### TASK DIRECTIONS
Take each line of the data that contains the string "image" and copy it.

━━━━

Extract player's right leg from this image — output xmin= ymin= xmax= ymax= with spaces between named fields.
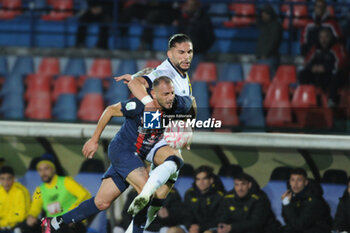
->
xmin=128 ymin=146 xmax=183 ymax=216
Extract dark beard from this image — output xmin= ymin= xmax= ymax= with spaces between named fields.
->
xmin=175 ymin=63 xmax=189 ymax=74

━━━━

### RESPONSE
Extract player's right leg from this image — output xmin= ymin= xmax= ymax= with spaces between named fields.
Extract dark beard from this image — output xmin= ymin= xmax= ymax= with spaces between named fields.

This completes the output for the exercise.